• TRECHO DO DOCUMENTO:

Mercadores da Noite #243: Ele manda, eu obedeço

25 de setembro de 2021
Meu assunto hoje são as reuniões acontecidas esta semana dos colegiados do FOMC e do COPOM.

Olá, leitor(a),

Não, caros amigos, não estou me referindo ao ex-ministro da Saúde, general Eduardo Pazuello. Este, ao adotar uma medida contrária às recomendações da Anvisa e da Organização Mundial de Saúde, disse que o presidente Jair Bolsonaro dava as ordens e ele se limitava a cumpri-las.

Meu assunto hoje são as reuniões acontecidas esta semana dos colegiados do FOMC (Federal Open Market Committee – Comitê Federal de Mercado Aberto do FED) e do COPOM (Comitê de Política Monetária do Banco Central do Brasil).

Raramente acontece uma novidade nesses encontros, já que, tanto nos Estados Unidos como no Brasil, as autoridades monetárias dificilmente deixam de cumprir o que o mercado está esperando.

É por essa razão que os players das Bolsas e mesas de renda fixa ficam mais atentos à entrevista coletiva que o chairman do FED concede após a reunião e à ata que o COPOM brasileiro divulga uma semana após o encontro que definiu as taxas.

• DADOS COLETADOS:
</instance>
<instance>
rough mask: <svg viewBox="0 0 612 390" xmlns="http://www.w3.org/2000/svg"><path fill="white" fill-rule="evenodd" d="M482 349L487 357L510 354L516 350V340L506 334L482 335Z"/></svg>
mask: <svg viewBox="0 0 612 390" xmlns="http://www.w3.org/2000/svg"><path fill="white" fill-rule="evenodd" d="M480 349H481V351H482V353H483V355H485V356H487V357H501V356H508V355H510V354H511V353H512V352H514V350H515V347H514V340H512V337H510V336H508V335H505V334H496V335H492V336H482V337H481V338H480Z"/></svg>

• QUESTÕES DE ESTUDO:
1 – De acordo com o texto sobre as reuniões do FOMC e do COPOM, a que os players das Bolsas e das mesas de renda fixa ficam mais atentos?
2 – Prossiga com o texto sobre as reuniões do FOMC e do COPOM a partir do ponto em que ele termina.

• RESULTADOS EM ORDEM:
1 – À entrevista coletiva que o chairman do FED concede após a reunião e à ata que o COPOM divulga uma semana após o encontro que definiu as taxas.

2 –
Nesses momentos, é preciso prestar muita atenção na terminologia usada para se detectar o que os integrantes do FOMC e do COPOM estão pensando sobre a situação atual e planejando para os movimentos futuros.

Eles nunca usam superlativos ou declarações contundentes. Do tipo:

“Se os preços de bens e serviços continuarem subindo, nós vamos acabar com essa farra de uma vez por todas”.

Jerome Powell jamais diria isso. Aliás, provocaria um crash no mercado de ações, tal como Alan Greenspan fez com as dot.com com o seu bem mais moderada “exuberância irracional”.

As atas do Copom também costumam se expressar em economês suave. O BC, mesmo sendo agora autônomo (eu preferia “independente”), não seria capaz de dizer que “o esbanjamento de dinheiro nos três poderes é fator de aceleração inflacionária, nos obrigando a elevar a taxa Selic muito além do que seria razoável num ambiente de seriedade”.

A ata a ser divulgada na semana que vem provavelmente virá com as palavras de sempre, nessa época de política monetária hawkish. Filhote de hawk, poderíamos dizer, já que a taxa Selic praticamente terminará o ano empatada com a inflação, isso se não perder por um ponto de diferença.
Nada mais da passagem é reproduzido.